**Data:**
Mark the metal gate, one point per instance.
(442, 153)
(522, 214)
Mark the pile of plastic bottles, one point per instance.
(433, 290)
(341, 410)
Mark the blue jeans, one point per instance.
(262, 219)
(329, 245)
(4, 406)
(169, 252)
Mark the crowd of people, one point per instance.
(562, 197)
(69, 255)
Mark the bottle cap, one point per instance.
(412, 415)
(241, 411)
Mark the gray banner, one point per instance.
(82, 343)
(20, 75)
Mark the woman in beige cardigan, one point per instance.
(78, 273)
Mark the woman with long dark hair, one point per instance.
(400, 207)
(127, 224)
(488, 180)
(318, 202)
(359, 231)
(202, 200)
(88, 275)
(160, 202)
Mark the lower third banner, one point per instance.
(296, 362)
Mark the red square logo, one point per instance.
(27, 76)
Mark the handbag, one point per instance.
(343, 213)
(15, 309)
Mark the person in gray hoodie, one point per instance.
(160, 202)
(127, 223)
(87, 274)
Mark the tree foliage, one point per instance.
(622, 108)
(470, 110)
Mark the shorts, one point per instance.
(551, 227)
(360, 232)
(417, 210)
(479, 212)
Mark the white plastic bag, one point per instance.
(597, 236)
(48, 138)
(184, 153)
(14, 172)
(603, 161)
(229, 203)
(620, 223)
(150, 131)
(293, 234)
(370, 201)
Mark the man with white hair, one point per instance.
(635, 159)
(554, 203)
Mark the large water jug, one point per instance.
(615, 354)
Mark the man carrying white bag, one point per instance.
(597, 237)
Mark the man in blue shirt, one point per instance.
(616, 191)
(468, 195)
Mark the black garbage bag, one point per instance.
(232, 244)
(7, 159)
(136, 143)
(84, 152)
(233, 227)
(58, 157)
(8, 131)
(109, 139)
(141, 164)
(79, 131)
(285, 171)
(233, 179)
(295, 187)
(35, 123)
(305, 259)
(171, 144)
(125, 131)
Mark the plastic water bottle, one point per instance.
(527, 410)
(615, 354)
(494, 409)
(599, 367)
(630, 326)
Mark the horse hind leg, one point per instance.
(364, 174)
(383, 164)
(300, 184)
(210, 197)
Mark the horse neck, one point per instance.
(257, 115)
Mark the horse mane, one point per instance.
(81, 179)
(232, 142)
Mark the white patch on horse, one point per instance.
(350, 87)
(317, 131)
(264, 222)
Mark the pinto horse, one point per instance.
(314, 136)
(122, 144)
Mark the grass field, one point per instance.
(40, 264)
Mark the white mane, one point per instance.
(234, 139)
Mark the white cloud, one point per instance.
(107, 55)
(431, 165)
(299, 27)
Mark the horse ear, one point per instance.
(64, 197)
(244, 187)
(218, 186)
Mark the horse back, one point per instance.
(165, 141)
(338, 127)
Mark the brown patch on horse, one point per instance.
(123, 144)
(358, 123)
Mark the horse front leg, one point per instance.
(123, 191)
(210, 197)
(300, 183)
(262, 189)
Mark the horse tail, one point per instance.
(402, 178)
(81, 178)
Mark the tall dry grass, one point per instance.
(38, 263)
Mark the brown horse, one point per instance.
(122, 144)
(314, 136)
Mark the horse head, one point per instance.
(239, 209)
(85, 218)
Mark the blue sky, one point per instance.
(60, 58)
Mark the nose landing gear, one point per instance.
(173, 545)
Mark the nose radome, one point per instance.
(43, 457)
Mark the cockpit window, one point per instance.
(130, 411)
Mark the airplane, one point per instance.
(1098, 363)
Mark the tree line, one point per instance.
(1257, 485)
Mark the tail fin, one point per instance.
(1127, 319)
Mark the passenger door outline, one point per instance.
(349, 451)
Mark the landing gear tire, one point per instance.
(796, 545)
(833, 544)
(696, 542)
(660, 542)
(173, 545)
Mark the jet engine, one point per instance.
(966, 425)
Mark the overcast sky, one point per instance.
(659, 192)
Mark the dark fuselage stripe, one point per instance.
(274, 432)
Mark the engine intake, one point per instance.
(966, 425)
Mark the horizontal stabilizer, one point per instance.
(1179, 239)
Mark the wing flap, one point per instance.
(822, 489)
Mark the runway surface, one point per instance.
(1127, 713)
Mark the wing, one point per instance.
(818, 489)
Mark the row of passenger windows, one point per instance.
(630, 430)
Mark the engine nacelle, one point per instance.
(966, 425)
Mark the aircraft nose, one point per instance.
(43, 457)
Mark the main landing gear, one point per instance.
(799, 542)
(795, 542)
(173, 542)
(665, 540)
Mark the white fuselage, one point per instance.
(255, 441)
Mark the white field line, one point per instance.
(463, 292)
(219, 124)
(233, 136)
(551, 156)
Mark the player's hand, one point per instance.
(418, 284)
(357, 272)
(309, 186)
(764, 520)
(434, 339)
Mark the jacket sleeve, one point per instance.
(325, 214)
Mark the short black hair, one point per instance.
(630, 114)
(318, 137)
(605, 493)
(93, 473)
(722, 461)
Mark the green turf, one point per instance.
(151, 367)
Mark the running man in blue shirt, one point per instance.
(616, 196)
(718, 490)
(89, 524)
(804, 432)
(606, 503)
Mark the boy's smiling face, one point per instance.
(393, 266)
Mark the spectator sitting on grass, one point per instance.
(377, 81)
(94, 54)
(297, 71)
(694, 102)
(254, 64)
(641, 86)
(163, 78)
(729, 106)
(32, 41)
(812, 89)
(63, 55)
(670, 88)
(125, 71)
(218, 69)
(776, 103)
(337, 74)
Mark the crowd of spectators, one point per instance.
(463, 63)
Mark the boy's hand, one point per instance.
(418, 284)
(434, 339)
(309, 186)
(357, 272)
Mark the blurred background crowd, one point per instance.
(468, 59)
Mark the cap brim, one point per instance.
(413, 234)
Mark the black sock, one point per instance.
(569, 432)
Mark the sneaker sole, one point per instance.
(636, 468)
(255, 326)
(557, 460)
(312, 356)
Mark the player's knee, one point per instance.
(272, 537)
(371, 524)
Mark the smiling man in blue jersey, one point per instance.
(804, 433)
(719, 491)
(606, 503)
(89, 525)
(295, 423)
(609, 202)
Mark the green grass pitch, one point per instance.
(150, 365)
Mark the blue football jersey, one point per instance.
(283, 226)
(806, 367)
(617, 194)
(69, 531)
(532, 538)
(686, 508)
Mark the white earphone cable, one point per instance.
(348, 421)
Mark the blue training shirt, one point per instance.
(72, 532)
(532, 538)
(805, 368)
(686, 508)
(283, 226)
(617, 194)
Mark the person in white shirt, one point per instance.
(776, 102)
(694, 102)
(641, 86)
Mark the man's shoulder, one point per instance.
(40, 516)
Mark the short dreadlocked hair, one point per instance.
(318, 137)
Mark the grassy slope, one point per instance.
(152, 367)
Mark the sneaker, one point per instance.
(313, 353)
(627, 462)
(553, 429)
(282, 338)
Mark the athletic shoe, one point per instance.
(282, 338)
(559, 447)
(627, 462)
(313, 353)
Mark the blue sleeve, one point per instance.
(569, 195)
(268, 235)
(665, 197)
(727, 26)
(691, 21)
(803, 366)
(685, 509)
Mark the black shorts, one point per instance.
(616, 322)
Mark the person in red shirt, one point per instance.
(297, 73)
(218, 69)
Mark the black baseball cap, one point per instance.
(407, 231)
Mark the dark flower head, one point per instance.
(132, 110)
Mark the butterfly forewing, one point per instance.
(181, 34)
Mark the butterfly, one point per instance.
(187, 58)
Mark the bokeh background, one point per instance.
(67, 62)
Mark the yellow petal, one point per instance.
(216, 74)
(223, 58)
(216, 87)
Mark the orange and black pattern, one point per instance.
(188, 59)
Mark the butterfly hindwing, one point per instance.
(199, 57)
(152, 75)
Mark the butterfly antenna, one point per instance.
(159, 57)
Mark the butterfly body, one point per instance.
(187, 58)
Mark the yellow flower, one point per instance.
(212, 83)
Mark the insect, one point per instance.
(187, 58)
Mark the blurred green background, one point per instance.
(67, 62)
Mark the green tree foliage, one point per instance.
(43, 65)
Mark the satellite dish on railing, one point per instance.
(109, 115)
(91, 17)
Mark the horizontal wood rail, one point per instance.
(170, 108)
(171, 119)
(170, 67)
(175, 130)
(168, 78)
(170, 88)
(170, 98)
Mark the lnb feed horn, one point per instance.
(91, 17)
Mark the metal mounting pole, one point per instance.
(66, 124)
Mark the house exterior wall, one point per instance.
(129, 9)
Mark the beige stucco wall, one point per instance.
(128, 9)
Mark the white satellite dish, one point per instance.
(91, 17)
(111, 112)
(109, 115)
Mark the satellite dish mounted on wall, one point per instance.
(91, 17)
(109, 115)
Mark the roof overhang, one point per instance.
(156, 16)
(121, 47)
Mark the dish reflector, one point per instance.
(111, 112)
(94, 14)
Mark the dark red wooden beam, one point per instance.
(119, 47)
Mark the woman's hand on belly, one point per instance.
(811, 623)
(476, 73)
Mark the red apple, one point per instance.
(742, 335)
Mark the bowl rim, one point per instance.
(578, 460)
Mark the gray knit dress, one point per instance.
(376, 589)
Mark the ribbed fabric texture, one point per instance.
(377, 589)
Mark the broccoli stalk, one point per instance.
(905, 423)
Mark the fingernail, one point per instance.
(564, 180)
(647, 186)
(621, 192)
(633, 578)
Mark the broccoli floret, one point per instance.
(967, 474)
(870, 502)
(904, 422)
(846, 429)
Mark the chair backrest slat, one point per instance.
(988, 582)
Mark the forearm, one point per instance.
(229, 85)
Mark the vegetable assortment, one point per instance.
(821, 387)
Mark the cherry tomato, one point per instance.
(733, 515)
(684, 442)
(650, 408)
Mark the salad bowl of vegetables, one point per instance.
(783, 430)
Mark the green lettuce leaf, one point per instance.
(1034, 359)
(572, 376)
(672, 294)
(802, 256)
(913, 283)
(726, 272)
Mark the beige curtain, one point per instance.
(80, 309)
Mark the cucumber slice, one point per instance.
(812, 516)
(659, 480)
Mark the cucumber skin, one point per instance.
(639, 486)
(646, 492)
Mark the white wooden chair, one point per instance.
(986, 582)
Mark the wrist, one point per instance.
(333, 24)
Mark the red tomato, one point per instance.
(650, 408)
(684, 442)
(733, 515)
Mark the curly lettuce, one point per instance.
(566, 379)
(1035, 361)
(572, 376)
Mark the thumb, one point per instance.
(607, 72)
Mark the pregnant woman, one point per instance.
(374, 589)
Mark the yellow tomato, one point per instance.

**Problem description:** Starting at the line that contains "Mark the pregnant" and ending at the last line of the data, repeat each line exactly; include nothing else.

**Task output:**
Mark the pregnant woman, one point per instance.
(374, 589)
Mark the yellow tomato, one point per instance.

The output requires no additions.